Exercise: Please transcribe exactly the lines from the first line of the records below through the line containing "the ocean surface", including both, and omit all pictures.

Raw data:
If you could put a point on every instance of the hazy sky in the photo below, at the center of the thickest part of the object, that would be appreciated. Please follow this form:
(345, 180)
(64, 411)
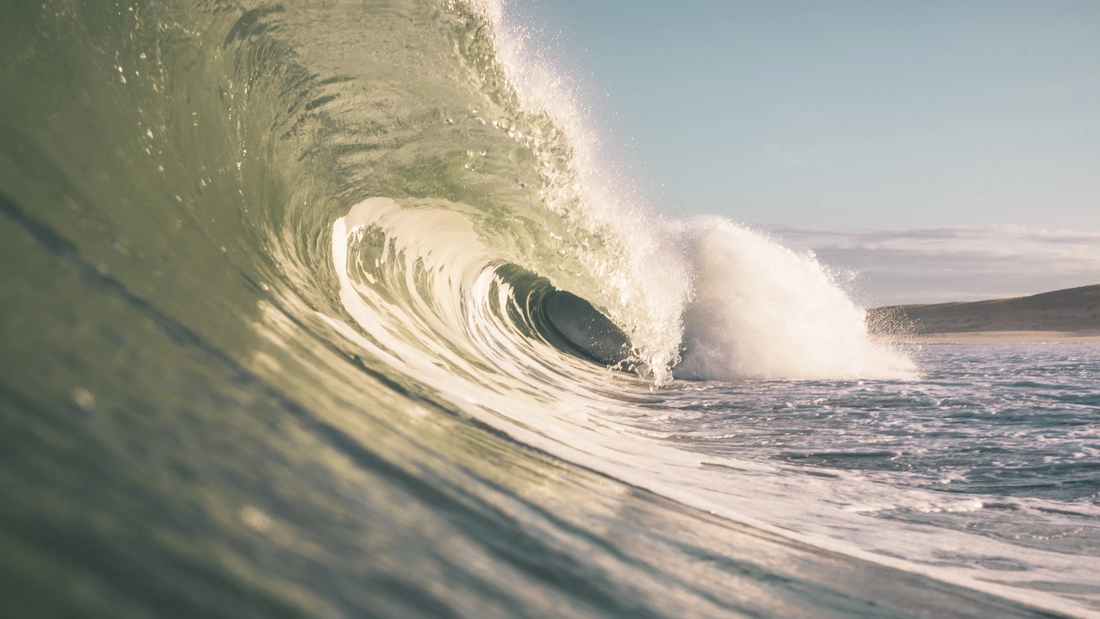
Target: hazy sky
(854, 114)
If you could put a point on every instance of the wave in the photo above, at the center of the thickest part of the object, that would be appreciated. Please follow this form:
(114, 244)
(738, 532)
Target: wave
(359, 223)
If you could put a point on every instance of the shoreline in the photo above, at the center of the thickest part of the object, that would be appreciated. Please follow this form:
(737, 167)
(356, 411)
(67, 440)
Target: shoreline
(1091, 336)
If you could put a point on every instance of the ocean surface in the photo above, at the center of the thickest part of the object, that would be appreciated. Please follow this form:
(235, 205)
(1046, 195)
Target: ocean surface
(283, 334)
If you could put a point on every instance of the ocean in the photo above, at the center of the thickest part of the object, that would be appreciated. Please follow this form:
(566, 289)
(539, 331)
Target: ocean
(343, 309)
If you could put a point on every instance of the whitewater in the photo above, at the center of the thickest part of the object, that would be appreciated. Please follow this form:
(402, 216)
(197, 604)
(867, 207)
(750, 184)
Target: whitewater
(347, 309)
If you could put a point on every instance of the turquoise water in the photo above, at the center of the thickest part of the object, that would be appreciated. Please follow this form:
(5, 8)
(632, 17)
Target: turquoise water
(274, 342)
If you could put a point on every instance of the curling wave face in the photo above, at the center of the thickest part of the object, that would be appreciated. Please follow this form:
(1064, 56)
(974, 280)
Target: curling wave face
(295, 284)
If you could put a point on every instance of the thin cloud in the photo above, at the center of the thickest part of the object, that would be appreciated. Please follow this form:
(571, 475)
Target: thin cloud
(947, 264)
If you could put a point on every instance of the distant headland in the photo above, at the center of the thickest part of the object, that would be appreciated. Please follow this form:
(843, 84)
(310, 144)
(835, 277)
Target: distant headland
(1063, 316)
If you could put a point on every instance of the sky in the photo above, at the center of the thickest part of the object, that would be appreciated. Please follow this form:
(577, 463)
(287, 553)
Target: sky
(934, 123)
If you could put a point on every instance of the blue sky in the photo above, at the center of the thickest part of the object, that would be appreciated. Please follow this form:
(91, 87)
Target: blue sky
(849, 114)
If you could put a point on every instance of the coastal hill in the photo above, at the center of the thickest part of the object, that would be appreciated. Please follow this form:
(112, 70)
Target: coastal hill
(1070, 311)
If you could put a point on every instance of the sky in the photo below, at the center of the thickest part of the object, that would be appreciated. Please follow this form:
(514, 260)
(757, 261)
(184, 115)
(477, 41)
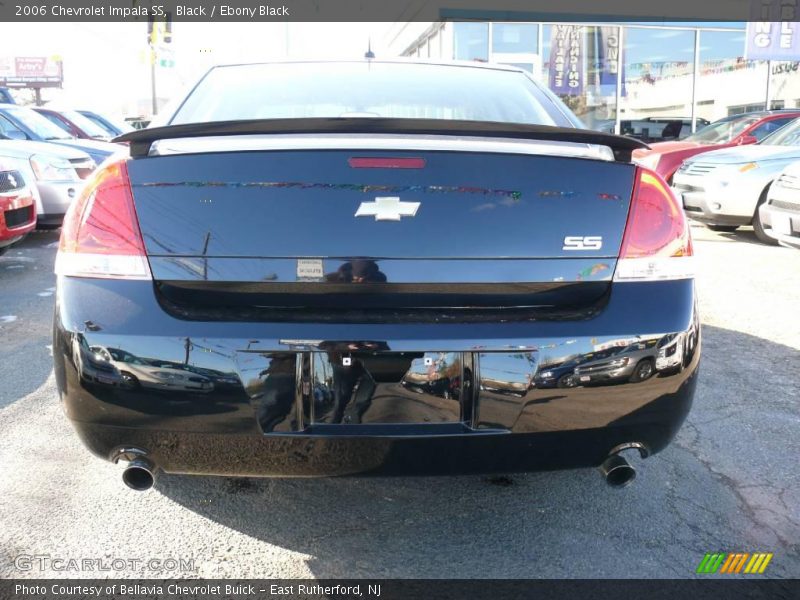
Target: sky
(106, 66)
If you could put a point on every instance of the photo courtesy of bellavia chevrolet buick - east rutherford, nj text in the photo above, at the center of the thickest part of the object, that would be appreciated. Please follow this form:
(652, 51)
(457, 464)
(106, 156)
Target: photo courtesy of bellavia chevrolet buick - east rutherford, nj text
(399, 301)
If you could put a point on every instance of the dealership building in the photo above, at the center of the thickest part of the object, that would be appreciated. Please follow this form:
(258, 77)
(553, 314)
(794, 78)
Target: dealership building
(613, 73)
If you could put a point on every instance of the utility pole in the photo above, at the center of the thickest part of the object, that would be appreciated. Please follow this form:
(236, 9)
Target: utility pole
(152, 41)
(155, 35)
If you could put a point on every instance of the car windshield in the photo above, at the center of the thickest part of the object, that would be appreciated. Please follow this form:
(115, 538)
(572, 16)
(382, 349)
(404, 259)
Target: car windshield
(722, 131)
(368, 89)
(40, 126)
(788, 135)
(89, 127)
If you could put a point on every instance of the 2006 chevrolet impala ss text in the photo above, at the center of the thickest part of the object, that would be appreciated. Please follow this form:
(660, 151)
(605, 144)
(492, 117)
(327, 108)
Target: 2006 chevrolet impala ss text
(352, 291)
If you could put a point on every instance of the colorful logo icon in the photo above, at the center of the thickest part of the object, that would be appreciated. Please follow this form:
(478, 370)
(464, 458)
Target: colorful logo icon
(734, 562)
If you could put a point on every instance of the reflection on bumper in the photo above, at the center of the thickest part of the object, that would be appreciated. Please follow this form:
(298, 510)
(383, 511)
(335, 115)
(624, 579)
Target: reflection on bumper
(782, 221)
(332, 403)
(710, 207)
(57, 196)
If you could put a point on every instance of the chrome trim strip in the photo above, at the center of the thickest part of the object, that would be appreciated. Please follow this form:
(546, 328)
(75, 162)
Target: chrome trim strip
(388, 142)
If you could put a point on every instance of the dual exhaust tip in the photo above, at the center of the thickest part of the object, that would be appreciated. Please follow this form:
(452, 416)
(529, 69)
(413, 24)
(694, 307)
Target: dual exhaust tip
(141, 474)
(617, 471)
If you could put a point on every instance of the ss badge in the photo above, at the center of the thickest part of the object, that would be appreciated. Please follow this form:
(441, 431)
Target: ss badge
(583, 242)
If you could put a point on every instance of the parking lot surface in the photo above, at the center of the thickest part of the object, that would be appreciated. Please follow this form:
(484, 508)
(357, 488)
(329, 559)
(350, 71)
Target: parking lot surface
(728, 483)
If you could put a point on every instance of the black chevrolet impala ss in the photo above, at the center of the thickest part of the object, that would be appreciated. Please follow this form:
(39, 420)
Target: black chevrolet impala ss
(366, 268)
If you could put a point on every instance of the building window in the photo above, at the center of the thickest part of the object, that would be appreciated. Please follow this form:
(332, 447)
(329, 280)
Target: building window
(658, 79)
(725, 76)
(579, 64)
(515, 38)
(471, 41)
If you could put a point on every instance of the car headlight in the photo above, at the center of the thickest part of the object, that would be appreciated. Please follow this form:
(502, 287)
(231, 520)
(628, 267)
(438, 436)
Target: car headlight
(52, 168)
(650, 161)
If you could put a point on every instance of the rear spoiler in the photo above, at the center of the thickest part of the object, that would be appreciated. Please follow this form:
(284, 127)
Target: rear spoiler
(141, 140)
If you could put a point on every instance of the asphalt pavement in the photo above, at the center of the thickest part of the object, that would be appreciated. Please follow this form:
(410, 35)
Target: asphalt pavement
(730, 482)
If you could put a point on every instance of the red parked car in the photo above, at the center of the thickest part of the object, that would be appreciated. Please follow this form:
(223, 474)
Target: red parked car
(17, 207)
(736, 130)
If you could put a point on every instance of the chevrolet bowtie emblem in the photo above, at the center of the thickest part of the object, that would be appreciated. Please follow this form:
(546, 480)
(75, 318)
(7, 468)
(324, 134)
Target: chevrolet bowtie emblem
(388, 208)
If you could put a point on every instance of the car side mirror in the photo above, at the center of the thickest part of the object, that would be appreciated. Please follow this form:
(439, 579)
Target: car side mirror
(16, 134)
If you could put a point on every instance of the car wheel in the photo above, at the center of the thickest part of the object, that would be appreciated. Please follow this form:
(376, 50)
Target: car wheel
(758, 227)
(644, 370)
(129, 380)
(567, 380)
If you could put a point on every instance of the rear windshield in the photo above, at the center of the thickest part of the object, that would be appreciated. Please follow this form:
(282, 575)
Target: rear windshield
(369, 89)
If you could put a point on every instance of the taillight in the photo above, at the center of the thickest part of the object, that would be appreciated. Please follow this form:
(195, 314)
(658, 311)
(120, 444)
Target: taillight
(657, 243)
(100, 235)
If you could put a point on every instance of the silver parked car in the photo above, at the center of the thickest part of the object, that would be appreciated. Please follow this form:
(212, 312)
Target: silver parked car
(57, 170)
(724, 188)
(781, 212)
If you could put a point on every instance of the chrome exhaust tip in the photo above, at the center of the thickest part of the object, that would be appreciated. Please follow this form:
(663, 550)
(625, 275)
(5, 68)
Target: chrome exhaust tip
(140, 475)
(617, 471)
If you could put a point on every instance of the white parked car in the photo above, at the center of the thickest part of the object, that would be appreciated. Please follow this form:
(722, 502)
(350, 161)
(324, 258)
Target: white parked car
(725, 188)
(780, 214)
(57, 171)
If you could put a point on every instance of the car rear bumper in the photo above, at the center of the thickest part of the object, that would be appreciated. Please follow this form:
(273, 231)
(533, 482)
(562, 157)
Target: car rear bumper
(56, 198)
(706, 201)
(493, 423)
(781, 220)
(24, 215)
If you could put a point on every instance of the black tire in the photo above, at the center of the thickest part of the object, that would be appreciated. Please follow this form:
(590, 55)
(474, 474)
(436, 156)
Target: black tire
(567, 380)
(643, 371)
(758, 228)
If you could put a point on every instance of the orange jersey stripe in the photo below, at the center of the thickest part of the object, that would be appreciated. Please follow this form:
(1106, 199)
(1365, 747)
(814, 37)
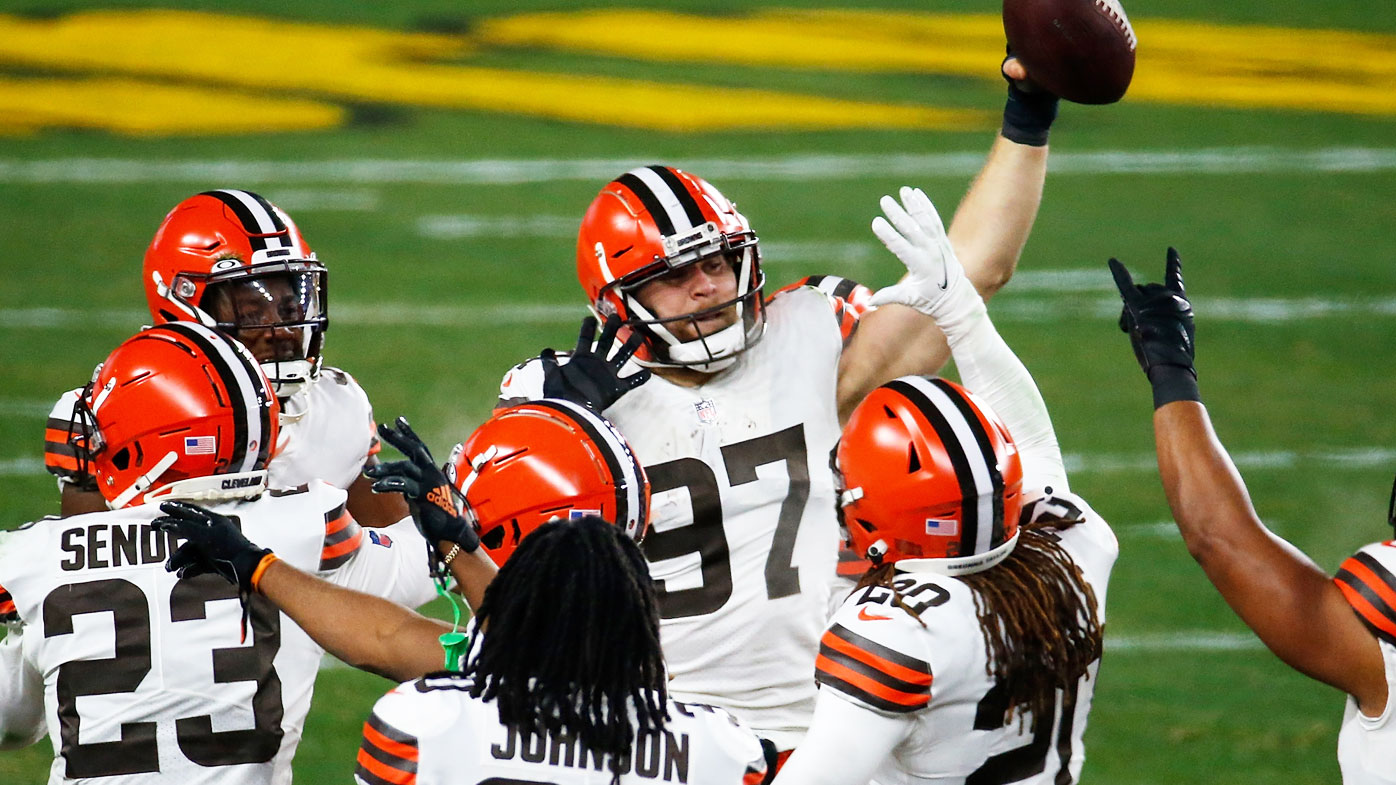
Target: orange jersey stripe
(339, 549)
(831, 668)
(874, 661)
(1371, 580)
(385, 771)
(387, 745)
(1364, 608)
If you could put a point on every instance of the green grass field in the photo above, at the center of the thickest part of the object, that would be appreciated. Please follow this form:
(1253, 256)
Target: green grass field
(446, 219)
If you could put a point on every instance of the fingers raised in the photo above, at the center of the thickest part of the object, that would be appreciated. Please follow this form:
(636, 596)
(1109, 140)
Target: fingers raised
(1173, 273)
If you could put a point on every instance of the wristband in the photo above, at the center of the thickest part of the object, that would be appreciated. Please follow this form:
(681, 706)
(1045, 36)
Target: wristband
(1173, 383)
(261, 567)
(1028, 116)
(450, 555)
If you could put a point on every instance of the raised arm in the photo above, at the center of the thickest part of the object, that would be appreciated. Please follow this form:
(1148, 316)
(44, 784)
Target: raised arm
(938, 289)
(989, 233)
(1276, 590)
(363, 630)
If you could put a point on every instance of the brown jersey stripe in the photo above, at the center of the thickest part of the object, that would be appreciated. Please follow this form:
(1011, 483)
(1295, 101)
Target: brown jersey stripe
(871, 647)
(365, 771)
(387, 752)
(855, 685)
(387, 756)
(1368, 605)
(390, 734)
(874, 666)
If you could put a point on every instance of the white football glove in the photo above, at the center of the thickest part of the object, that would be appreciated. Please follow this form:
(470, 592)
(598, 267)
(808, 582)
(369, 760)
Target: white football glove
(936, 282)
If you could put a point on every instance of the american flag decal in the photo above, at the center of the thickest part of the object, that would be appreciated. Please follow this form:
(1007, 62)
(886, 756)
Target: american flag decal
(942, 527)
(198, 446)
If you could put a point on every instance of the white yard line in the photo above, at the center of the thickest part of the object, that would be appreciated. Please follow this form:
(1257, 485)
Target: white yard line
(1183, 640)
(1011, 307)
(800, 168)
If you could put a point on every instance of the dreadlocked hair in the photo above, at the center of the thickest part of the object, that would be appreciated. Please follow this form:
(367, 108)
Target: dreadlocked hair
(1039, 618)
(571, 640)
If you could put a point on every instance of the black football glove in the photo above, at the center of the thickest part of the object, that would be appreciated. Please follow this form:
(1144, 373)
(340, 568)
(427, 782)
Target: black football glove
(589, 377)
(1029, 111)
(214, 545)
(425, 486)
(1159, 321)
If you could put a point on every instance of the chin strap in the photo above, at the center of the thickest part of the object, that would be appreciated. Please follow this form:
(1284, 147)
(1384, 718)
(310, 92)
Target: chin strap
(144, 481)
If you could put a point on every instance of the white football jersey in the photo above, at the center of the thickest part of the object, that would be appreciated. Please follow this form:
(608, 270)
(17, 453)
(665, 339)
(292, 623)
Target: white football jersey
(1367, 745)
(881, 658)
(327, 432)
(145, 678)
(743, 535)
(432, 732)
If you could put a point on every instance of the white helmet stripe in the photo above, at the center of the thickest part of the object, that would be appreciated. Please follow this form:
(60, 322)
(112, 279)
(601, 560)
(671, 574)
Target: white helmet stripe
(619, 458)
(980, 464)
(246, 393)
(666, 197)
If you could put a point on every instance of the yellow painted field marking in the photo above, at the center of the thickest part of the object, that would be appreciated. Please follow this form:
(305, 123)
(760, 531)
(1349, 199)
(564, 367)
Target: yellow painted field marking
(144, 109)
(406, 67)
(1180, 62)
(143, 71)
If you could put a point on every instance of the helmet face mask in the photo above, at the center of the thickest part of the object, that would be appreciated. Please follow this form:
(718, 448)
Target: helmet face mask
(176, 411)
(546, 460)
(232, 260)
(929, 478)
(654, 222)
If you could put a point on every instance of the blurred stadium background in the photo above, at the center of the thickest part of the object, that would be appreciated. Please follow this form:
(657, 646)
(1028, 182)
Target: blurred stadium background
(439, 155)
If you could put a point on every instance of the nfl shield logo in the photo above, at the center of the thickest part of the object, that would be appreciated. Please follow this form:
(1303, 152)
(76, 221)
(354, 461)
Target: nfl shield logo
(942, 527)
(707, 411)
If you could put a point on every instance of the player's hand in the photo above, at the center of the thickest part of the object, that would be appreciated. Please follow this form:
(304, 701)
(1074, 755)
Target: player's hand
(1159, 321)
(214, 545)
(429, 493)
(913, 232)
(589, 377)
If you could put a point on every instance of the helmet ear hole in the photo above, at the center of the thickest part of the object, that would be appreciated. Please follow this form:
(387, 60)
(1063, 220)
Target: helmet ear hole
(493, 538)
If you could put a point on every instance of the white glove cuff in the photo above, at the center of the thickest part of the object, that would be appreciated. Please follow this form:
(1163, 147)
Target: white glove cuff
(948, 307)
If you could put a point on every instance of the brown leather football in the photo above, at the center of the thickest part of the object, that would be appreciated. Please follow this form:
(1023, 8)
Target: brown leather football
(1082, 50)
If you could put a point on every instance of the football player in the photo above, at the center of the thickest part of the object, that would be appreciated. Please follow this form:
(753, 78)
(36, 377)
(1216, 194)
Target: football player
(140, 675)
(233, 261)
(1339, 630)
(744, 402)
(570, 625)
(521, 468)
(972, 646)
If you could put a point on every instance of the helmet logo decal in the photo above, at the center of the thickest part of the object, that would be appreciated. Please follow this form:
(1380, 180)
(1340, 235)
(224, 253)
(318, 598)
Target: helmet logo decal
(600, 261)
(942, 527)
(200, 446)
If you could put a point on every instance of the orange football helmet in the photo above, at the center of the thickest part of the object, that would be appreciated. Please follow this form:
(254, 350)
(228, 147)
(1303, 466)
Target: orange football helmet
(649, 222)
(929, 478)
(176, 411)
(232, 260)
(545, 460)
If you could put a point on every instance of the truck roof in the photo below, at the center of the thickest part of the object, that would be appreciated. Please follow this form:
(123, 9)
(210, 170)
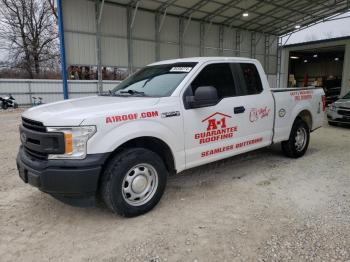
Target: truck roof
(203, 60)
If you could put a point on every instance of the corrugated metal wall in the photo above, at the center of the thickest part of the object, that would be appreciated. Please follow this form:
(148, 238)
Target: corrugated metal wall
(198, 40)
(23, 90)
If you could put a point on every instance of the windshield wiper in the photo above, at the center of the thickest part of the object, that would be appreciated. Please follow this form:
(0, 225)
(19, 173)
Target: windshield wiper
(132, 92)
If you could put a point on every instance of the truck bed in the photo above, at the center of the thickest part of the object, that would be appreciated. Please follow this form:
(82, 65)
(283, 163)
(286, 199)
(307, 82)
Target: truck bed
(288, 103)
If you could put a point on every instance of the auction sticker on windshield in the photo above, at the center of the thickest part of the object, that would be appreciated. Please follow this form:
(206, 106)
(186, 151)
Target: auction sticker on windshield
(184, 69)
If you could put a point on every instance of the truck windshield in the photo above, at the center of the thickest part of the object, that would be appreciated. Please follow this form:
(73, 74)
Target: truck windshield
(154, 81)
(347, 96)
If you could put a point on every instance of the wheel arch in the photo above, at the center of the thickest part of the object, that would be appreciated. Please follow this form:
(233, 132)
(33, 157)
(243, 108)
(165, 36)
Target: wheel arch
(153, 144)
(306, 116)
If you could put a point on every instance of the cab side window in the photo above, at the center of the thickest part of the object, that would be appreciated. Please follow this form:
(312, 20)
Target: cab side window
(248, 78)
(216, 75)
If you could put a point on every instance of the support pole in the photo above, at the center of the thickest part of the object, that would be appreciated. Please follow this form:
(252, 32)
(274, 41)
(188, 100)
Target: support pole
(238, 43)
(221, 40)
(201, 39)
(98, 46)
(181, 37)
(157, 36)
(129, 40)
(62, 49)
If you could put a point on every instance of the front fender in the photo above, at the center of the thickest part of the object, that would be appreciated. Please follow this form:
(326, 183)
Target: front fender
(114, 135)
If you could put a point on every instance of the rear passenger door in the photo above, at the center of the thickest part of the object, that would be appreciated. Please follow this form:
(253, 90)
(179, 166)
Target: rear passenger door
(240, 121)
(255, 125)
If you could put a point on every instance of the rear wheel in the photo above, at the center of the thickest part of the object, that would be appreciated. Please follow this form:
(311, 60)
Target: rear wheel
(331, 123)
(298, 141)
(133, 182)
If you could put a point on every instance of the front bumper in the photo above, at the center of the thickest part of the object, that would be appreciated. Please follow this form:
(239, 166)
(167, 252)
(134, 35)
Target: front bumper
(72, 181)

Task answer:
If you could put a point on every instance of the hazy sky in the photo below, at the center of the thickest part of the object, that would be appreciated. Please follow this form:
(345, 180)
(64, 411)
Target: hazy sky
(854, 114)
If you could put a point on every instance of the wave in the photo above, at the center of the thickest part of the object, that would be appreciated. Please follow this form:
(114, 244)
(738, 532)
Target: wave
(359, 223)
If you could put a point on every instance of the shoreline in the photo above, at the center of the thickest part of the object, that would be appreciated. Please follow this form:
(737, 167)
(356, 411)
(67, 440)
Target: shoreline
(1091, 336)
If you could put a point on every instance of the ocean surface in the photo above, at the center of the thickest part of the object, that would be appreciated. Please follow this form:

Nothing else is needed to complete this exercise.